(Segmentation dataset excerpts)
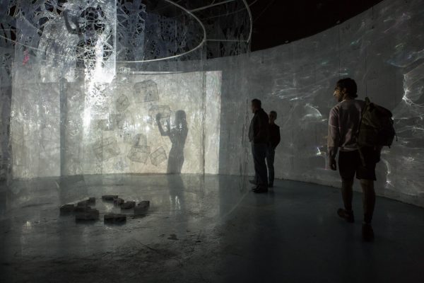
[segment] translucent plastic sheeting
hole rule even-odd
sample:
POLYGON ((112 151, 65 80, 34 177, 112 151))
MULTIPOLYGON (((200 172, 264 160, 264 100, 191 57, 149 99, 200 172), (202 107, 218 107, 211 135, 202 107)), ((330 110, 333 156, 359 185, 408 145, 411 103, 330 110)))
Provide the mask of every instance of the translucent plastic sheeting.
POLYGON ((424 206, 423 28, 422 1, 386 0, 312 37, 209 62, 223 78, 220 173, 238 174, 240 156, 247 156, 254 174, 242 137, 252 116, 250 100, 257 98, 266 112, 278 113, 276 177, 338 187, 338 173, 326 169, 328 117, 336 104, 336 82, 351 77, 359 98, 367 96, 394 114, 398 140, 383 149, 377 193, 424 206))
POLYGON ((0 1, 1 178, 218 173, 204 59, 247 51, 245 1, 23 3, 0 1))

==

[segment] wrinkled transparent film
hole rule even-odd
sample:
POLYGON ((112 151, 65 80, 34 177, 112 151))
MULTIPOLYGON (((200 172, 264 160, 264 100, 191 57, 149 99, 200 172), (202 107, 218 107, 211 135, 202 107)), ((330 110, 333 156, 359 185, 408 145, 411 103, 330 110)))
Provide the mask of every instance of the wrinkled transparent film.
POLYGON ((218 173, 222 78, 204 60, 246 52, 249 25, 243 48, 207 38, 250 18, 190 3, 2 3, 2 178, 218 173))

* _INSTRUCTION_
Return the lines from the records above verbatim, beginning at the line that contains "[segment] translucent plastic sheeting" and ending after the line that contains "POLYGON ((0 1, 1", with both of those lines included.

* _OUTPUT FOR THIS EXERCISE_
[segment] translucent plastic sheeting
hole rule even-odd
sample:
POLYGON ((112 151, 65 80, 34 177, 112 151))
MULTIPOLYGON (((200 172, 264 160, 264 100, 191 57, 149 99, 200 172), (202 107, 218 107, 211 135, 202 107)), ((330 110, 333 156, 359 185, 408 145, 411 103, 330 110)))
Provide the mask of every instance of the translucent plastic sheeting.
POLYGON ((424 206, 423 28, 422 1, 386 0, 312 37, 209 62, 223 78, 220 173, 238 174, 240 156, 247 156, 254 174, 242 137, 252 116, 250 100, 257 98, 266 112, 278 113, 276 177, 338 187, 338 173, 326 169, 328 117, 336 104, 336 82, 351 77, 359 98, 367 96, 394 114, 398 140, 383 149, 377 193, 424 206))
POLYGON ((0 1, 1 178, 218 173, 204 59, 247 51, 245 1, 23 3, 0 1))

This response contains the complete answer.